# Short HD Shrimp VID!! **Watch in 720p!**



## speedie408 (Jan 15, 2009)

Shot off my Canon 60D with the 100mm macro lense. Enjoy!! 

http://www.youtube.com/watch?v=PnRf07E8e8Q


----------



## Tanman19az (May 14, 2011)

Sweet vid! I like the music...who is it?


----------



## Ben. (Mar 29, 2011)

sweet!


----------



## speedie408 (Jan 15, 2009)

Thanks guys! The music is the typical youtube supplied music that they offer when editing vids. I think the group is called Musicshake, IIRC.


----------



## zachary908 (Feb 12, 2011)

Good stuff, brotha!


----------



## gnod (Mar 24, 2011)

whats that you're feeding them? spinach? 

love your manual focusing btw.. pretty good!


----------



## speedie408 (Jan 15, 2009)

zachary908 said:


> Good stuff, brotha!


Gracias! 



gnod said:


> whats that you're feeding them? spinach?
> 
> love your manual focusing btw.. pretty good!


Same stuff Popeye eats, yup ! Thank you sir!


----------



## Da Plant Man (Apr 7, 2010)

Thats some pretty HD video. Your making me jealous of that lens.


All the videos to the side of the video are shrimp recipes! :redface:


----------



## speedie408 (Jan 15, 2009)

Da Plant Man said:


> Thats some pretty HD video. Your making me jealous of that lens.
> 
> 
> All the videos to the side of the video are shrimp recipes! :redface:


LOL I have no idea why they grouped this vid with shrimp recipes. My other shrimp vids weren't. Must be the Title...


----------



## freph (Apr 4, 2011)

* **Tasks to carry out**:
1 > Please extract each line of the rows below that contains the word "shoulder".
2 > Write what comes next in the shrimp video forum thread above, starting after its last line.

* **Stored rows**:
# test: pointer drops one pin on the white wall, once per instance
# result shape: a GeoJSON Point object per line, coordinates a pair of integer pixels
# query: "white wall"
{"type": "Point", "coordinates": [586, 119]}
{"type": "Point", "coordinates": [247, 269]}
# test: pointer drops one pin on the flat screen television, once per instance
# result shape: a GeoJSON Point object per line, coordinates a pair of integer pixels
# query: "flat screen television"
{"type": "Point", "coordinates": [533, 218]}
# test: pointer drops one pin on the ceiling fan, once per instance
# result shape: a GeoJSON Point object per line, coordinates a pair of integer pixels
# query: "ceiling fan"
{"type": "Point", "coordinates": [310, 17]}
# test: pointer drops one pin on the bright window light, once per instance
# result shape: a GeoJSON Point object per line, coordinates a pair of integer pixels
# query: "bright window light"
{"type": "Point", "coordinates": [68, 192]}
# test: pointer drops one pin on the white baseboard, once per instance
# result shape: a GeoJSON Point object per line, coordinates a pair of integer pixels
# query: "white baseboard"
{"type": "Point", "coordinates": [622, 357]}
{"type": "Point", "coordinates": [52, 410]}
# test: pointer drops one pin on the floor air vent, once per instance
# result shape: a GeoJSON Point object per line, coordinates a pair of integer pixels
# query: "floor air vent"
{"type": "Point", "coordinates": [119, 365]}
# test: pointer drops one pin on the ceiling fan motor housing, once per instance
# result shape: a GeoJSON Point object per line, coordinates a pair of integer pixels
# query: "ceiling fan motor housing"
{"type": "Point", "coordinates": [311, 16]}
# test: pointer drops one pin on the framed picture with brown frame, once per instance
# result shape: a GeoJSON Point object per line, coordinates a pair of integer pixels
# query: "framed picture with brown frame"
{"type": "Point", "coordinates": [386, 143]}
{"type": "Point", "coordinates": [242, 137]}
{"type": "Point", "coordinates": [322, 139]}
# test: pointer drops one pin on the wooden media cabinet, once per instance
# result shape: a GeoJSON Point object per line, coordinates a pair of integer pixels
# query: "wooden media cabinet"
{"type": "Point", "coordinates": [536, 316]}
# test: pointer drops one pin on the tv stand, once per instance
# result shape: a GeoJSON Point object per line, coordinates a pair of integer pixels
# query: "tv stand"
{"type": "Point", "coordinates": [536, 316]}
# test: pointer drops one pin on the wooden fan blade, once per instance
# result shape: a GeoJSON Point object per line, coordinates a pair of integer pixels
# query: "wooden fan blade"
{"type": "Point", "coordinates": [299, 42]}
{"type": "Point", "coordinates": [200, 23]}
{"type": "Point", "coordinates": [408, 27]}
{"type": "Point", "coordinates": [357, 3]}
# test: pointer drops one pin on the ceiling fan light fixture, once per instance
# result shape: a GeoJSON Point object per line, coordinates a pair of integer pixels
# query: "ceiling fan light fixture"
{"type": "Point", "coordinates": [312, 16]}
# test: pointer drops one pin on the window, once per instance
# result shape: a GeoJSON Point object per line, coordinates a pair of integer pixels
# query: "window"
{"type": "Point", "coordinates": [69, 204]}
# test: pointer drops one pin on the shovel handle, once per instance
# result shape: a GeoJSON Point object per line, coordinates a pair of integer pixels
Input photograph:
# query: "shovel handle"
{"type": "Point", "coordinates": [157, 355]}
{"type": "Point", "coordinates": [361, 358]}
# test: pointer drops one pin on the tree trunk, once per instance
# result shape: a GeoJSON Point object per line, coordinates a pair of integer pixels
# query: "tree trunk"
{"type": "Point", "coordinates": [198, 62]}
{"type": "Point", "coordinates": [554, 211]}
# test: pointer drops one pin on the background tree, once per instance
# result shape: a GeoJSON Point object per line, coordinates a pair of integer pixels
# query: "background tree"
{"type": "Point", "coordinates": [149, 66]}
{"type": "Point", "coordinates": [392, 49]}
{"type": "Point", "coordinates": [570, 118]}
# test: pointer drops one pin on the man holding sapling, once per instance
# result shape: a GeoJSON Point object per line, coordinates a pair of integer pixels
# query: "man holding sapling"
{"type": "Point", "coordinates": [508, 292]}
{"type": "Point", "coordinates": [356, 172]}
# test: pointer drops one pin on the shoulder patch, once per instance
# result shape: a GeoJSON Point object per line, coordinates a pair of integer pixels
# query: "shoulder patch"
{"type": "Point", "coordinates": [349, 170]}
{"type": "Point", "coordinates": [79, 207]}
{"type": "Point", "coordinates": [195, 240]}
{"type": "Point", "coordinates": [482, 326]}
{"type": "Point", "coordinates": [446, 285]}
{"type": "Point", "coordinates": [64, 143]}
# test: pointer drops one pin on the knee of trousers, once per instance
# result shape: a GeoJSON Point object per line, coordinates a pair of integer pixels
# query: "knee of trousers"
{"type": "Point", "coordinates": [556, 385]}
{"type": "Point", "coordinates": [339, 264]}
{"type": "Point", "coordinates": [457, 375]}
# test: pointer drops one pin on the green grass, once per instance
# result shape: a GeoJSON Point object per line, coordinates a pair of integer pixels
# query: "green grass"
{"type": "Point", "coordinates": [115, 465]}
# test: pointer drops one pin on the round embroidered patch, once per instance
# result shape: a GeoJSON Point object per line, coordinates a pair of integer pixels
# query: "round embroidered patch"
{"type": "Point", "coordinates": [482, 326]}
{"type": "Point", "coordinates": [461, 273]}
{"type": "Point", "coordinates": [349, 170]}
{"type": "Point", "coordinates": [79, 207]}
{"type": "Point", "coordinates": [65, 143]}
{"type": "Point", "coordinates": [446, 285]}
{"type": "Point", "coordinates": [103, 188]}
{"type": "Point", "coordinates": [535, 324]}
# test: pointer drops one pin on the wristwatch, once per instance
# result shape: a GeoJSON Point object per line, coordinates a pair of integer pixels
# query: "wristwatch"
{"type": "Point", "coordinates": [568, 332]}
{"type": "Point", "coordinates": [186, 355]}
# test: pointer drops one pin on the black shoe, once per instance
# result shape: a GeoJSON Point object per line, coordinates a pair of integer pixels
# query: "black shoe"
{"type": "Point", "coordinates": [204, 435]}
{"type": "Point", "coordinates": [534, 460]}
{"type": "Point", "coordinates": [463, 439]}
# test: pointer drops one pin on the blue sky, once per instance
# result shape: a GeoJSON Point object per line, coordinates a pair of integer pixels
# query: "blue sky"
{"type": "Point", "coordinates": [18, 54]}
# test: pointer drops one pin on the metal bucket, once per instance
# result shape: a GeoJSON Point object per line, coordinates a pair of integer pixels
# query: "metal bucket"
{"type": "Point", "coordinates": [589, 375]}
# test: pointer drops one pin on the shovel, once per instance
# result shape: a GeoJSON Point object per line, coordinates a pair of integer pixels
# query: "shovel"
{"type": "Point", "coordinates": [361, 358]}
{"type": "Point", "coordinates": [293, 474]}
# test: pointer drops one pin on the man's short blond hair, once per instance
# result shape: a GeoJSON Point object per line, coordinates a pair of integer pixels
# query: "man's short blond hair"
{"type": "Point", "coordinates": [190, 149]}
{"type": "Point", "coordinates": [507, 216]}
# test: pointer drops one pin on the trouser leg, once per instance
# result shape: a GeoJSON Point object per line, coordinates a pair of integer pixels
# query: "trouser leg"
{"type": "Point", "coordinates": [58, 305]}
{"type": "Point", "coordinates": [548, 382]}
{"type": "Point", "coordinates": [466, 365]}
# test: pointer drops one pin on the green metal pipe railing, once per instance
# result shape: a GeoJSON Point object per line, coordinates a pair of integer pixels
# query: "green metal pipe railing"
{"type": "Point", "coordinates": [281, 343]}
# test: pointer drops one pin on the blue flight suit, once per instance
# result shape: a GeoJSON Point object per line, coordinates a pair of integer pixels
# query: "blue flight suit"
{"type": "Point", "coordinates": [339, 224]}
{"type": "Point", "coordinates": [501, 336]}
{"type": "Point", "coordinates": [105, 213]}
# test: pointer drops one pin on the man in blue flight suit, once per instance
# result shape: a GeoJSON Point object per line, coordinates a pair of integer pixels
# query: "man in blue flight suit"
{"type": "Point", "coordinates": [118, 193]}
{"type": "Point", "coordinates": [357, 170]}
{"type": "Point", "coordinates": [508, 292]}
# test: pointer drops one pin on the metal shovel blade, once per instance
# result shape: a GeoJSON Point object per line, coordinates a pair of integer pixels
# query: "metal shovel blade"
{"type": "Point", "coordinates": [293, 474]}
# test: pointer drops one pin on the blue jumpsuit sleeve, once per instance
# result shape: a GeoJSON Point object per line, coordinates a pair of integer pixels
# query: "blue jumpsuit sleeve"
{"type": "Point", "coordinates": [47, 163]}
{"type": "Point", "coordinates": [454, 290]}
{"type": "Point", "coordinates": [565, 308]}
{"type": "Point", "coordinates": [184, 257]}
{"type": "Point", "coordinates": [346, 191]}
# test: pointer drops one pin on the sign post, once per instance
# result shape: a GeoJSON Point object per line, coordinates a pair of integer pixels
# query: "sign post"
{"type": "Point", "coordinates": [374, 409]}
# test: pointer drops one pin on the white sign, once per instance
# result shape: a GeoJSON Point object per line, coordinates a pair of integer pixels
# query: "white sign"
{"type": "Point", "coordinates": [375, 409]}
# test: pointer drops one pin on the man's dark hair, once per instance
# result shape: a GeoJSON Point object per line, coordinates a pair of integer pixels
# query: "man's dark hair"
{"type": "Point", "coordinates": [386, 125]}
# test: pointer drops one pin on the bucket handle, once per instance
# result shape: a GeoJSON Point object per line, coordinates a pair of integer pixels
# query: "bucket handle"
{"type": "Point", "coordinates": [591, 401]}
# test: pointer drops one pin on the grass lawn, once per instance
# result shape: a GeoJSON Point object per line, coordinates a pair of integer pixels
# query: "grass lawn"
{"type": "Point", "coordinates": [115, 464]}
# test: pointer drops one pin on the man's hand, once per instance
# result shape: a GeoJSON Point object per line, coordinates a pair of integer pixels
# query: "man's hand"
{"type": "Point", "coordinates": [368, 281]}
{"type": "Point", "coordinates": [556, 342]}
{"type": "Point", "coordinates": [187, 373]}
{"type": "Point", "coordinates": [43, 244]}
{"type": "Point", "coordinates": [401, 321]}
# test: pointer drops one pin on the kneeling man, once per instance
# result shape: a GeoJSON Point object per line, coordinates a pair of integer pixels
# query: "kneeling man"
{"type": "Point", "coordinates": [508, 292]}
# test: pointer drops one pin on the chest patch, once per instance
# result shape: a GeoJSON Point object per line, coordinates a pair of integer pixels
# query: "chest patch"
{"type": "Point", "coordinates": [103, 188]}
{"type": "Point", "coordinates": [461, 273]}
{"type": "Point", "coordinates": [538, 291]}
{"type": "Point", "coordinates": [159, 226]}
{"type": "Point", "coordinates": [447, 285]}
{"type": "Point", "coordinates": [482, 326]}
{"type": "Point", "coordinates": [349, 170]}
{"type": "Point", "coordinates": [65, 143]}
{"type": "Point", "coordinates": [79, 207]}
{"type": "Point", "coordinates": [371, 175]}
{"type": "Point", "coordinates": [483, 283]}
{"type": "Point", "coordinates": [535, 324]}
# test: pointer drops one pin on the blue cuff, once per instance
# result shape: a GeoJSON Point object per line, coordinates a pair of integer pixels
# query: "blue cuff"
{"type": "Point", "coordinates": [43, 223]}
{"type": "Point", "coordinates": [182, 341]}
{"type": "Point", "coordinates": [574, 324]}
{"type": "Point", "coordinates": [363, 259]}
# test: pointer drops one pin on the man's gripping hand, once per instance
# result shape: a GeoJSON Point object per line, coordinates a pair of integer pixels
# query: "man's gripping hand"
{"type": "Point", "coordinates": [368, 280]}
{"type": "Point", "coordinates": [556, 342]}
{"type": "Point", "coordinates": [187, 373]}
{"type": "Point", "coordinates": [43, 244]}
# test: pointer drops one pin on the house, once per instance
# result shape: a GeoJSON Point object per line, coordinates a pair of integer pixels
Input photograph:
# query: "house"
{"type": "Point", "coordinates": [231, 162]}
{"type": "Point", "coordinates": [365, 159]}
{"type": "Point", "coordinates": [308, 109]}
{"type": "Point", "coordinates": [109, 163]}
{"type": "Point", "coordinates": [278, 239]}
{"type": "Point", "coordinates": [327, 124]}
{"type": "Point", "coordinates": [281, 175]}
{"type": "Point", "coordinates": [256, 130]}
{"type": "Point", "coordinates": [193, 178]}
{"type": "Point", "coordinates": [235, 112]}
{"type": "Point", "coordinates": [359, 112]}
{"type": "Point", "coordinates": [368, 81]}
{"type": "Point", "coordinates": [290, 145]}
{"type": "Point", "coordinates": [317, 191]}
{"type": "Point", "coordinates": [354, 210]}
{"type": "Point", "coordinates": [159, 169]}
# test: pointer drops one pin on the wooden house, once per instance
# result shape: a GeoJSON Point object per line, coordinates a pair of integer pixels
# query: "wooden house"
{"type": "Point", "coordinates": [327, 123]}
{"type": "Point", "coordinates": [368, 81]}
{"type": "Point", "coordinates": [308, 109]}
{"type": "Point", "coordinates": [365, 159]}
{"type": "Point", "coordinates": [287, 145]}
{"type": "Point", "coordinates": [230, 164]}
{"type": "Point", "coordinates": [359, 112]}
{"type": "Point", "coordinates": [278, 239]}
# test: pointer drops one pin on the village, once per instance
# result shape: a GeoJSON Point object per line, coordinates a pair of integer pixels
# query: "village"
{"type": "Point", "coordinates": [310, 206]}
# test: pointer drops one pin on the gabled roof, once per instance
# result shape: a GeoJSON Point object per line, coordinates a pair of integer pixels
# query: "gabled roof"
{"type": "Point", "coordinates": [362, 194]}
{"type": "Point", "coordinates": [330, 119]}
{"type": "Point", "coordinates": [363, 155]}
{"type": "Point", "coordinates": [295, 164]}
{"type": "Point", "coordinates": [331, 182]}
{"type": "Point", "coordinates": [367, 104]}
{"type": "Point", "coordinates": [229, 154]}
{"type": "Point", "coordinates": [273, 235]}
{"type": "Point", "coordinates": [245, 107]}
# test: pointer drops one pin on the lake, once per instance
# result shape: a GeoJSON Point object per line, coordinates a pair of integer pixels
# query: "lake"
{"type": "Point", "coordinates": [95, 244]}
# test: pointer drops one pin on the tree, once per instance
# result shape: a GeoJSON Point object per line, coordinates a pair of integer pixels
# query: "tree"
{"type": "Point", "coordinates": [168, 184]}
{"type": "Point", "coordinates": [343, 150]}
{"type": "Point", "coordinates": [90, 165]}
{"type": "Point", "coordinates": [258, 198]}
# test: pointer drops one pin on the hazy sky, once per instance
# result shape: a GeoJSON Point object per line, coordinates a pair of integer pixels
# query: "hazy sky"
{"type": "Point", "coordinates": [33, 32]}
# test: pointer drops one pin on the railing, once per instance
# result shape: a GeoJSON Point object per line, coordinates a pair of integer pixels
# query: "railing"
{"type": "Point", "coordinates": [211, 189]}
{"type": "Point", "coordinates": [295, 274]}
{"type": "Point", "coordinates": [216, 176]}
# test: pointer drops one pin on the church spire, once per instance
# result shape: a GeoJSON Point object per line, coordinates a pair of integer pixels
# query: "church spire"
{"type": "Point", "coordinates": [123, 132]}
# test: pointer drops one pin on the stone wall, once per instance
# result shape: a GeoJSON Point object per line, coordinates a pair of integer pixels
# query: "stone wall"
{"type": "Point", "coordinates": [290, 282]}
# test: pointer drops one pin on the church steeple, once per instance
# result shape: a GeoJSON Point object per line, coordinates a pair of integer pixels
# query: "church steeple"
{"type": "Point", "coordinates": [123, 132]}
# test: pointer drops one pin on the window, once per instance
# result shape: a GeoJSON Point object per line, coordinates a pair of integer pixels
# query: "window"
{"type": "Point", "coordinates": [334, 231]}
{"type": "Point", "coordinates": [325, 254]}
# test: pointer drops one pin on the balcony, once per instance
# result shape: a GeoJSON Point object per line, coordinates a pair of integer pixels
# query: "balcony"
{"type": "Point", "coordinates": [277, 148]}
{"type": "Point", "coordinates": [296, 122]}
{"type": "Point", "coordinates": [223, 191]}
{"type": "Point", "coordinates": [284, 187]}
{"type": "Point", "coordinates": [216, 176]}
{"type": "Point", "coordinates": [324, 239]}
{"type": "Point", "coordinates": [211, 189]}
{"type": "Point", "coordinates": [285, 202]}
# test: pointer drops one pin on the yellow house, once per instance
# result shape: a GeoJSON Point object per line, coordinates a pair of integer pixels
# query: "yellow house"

* **Answers for the tasks**:
1 >
# test: pointer drops one pin on the shoulder patch, once per instance
# query: "shoulder patch"

2 >
Shrimp....amazing bass....what more is there to love? Amazing quality. Thanks!


----------



## speedie408 (Jan 15, 2009)

freph said:


> Shrimp....amazing bass....what more is there to love? Amazing quality. Thanks!


Glad you enjoyed it! roud: 

Tx!


----------



## 10gallonplanted (Oct 31, 2010)

I saw it before I saw this thread. Cool video, like the HD!


----------



## speedie408 (Jan 15, 2009)

10gallonplanted said:


> I saw it before I saw this thread. Cool video, like the HD!


Thank you sir!


----------



## Geniusdudekiran (Dec 6, 2010)

Nice as always bro! What's up with the lighting in the last part? Shrimp strobe light party? lol


----------



## speedie408 (Jan 15, 2009)

Geniusdudekiran said:


> Nice as always bro! What's up with the lighting in the last part? Shrimp strobe light party? lol


Thanks Kiran. 

LOL Shrimp disco? Actually it was the rays from the sun seeping in through my blinds, into the tank, early in the AM. It was nice and shimmery wasn't it?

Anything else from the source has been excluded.